TASKS →
A. In the post on the philosophy of losing, which philosopher is quoted as saying that habit is stronger than reason?
B. Please carry on the post about the philosophy of losing from the point where it stops, in the same voice.

SOURCE →
——

Friday 3 December 2010

The Philosophy of Losing

‘HABIT is stronger than reason.’ So said the philosopher George Santayana. The aphorism could well do with being posted in prominent positions everywhere bets are taken on horses.
I did not wish to burden you with a disquisition on horse-playing this early in my return to the online fold, but feel what I have to say will benefit me (by the action of writing it down) and you if you ever decide to gamble on racing yourself.
I had planned a little canter round the subject of what happens to revered American film directors once they’ve got their Oscar and have entered their seventh decade, but that can wait.
I don’t know if Santayana was a racing fan. It’s possible, I suppose. He knocked about Europe a fair bit and lived in Italy for years. He might possibly have had a few lire on the Palio. However, his little Christmas cracker motto nicely illustrates the primary error of the average punting mind.
Every punter has a bad habit. Indeed most punters simply have bad punting habits full stop. Mine is doing each-way trixies (A multiple bet consisting of three selections covered by three doubles and a treble – four bets. Each way makes eight bets. We’ll come back to trixies another time, for they are rivalled only by women as vehicles for inflicting joy and misery).

——

GIVEN DATA →
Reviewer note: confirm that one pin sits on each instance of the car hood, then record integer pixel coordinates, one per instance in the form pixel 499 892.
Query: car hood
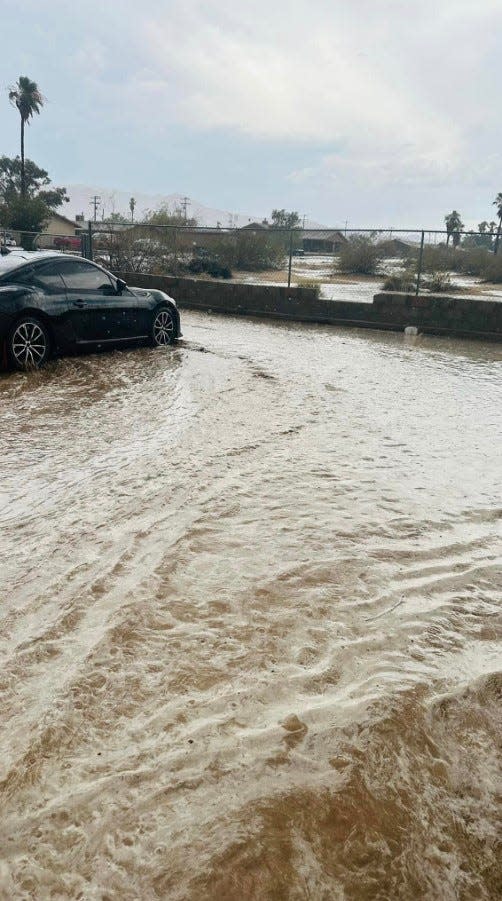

——

TASK RESPONSES →
A. George Santayana

B.
The first, foremost and worst punting habit is the one that ensures there is a profitable betting shop situated roughly between every pub and bank in England – the indiscriminate backing of favourites.
Happily it is not bad punting habit of mine. Though I have plenty.
If favourites won all the time there would be no racing and no betting. You cannot ‘buy money’ by lumping on short-priced favourites. OK, it can be done sometimes and is done, but as a strategy it is foolhardy and will send you to the poorhouse in short order. Yet the same people go back day after day to shove their hard-earned or not so hard-earned money at the cashiers for the ‘good thing’, the the jolly old favourite. Habit proving very much stronger than reason.
You are more likely to find me having unprotected sex with an African prostitute than putting a packet on a nag at evens or odds-on.
The following anecdote should prove nicely instructive about the folly of backing favourites.
I was walking to work in central London a couple of weeks ago when I remembered there was quite an interesting-looking race on the Newbury card that afternoon. That particular jumps meeting always has some class action and is usually worth getting involved in. I entered a betting shop in Camden Town a few minutes before the start of a novices' Chase.
The first thing I noticed was a young man gabbling into his mobile phone with a betting slip in front of him which had ‘Spirit River, £200 win’ written on it in an unsteady hand. Oh dear, I thought.
The place was full of Chinese and Poles plus the usual pensioners and builders. They were all lumping money on the favourite, a handsome, powerful-looking French beast, the aforementioned Spirit River, trained by the very clever Nicky Henderson (who trains the Queen's National Hunt prospects). With one eye I watched Spirit River cantering down to the start on the main tv set and with the other, so to speak, I had a glance at the form.
I’m not the greatest judge of equine physique but there was no doubt Spirit River was the best horse in the race and would win if he put in a clear round over fences. He looked as if he would have a high cruising speed and plenty in the tank.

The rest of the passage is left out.